» **What is required**
Copy out, from the data, each line containing the string "below".

### Data records

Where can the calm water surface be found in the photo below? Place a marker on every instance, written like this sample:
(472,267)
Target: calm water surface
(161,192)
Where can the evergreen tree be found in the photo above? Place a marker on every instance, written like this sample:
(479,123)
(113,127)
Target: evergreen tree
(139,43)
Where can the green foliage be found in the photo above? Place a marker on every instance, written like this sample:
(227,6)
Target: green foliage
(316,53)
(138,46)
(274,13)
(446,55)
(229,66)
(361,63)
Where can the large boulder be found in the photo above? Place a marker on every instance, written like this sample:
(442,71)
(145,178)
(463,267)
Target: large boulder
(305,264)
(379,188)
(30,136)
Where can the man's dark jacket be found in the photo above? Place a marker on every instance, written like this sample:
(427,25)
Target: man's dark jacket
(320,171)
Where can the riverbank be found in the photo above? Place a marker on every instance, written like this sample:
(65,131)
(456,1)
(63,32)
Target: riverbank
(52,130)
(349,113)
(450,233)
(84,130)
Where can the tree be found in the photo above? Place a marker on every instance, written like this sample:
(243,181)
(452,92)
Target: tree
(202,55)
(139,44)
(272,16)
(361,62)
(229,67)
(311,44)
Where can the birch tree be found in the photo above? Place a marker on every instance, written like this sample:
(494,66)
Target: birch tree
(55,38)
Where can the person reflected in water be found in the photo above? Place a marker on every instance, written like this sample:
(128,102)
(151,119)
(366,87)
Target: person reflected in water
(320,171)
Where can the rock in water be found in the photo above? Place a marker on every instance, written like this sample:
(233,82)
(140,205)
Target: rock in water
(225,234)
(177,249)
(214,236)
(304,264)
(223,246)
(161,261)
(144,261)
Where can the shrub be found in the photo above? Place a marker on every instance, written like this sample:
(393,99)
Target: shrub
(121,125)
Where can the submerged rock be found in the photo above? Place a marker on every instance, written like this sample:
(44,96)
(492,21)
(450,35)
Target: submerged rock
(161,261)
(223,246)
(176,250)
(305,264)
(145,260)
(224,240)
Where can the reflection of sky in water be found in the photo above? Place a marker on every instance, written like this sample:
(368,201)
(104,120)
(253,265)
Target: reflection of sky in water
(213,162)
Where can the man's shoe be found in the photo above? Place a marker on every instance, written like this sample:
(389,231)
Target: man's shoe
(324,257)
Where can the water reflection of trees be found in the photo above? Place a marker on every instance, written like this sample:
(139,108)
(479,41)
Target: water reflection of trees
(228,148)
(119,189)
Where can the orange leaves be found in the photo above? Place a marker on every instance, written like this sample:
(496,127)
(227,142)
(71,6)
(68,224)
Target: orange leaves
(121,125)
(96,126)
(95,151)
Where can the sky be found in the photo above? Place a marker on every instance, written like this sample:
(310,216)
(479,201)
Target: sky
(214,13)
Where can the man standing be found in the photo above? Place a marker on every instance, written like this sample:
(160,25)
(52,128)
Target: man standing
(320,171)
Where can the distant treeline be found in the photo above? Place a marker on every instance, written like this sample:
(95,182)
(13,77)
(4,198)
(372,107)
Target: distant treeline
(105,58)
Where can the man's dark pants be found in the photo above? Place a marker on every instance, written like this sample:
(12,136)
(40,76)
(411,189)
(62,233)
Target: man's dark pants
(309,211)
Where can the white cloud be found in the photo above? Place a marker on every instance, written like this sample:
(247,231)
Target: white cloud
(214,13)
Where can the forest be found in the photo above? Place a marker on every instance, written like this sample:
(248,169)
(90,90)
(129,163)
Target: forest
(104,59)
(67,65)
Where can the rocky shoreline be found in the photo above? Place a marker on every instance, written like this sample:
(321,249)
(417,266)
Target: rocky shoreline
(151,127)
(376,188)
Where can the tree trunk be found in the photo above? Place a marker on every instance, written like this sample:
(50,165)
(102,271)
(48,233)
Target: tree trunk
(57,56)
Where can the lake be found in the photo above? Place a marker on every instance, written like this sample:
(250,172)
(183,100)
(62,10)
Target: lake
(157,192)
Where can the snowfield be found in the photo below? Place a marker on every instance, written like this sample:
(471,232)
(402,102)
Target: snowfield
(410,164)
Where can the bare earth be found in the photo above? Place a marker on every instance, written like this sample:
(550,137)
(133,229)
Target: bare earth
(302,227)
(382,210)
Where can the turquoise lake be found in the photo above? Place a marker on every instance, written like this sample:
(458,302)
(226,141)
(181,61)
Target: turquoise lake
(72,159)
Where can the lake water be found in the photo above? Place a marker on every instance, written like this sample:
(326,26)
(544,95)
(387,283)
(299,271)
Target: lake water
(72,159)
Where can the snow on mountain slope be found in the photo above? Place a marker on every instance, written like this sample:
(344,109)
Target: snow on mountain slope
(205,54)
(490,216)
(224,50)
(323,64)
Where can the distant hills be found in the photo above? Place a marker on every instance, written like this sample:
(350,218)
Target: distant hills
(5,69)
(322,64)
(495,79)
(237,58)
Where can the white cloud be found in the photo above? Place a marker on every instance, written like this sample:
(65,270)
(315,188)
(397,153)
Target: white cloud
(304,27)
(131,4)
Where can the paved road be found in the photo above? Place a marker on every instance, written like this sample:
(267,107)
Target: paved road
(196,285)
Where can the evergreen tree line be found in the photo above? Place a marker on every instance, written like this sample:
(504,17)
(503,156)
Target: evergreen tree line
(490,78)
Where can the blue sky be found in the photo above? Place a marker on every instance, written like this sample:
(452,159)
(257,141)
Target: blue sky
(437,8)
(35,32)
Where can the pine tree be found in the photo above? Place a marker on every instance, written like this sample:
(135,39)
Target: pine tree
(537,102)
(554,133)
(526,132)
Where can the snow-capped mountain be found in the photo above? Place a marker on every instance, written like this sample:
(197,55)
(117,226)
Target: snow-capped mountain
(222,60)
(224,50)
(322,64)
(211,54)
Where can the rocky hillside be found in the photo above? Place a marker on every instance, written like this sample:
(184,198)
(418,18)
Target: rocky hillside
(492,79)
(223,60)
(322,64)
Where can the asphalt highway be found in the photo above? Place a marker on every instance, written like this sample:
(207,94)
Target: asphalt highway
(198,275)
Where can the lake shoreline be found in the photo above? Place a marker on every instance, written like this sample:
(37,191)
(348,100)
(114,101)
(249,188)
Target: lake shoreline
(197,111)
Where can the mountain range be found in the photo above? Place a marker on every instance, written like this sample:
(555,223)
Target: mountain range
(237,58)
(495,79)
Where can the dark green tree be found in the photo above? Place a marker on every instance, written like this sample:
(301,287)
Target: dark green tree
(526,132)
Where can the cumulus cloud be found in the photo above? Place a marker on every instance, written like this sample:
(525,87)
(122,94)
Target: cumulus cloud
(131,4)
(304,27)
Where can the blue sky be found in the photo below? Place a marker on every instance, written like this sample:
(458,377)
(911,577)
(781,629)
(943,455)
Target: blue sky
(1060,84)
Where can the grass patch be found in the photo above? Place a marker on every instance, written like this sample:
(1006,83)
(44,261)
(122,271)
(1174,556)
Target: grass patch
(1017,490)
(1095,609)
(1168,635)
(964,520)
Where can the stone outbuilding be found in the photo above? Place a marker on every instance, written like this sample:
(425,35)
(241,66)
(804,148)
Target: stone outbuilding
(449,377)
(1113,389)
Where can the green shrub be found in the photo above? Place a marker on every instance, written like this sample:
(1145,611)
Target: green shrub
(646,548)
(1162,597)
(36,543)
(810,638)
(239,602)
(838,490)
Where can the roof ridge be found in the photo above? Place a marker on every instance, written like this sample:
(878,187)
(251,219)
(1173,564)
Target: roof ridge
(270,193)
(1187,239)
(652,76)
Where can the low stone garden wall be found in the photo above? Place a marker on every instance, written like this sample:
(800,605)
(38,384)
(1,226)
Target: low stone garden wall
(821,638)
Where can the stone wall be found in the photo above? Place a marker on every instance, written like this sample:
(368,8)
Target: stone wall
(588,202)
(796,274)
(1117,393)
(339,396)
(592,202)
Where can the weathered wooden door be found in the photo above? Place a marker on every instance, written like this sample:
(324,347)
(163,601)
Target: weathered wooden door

######

» **Output**
Where can the calm water surface be found in the photo below? Place a marker on every instance, written like this sample:
Where can the snowfield be found in the photo below? Place a marker on every instance, written like this sample:
Where can the blue sky be found in the photo below? Place a marker on every instance, written like this sample:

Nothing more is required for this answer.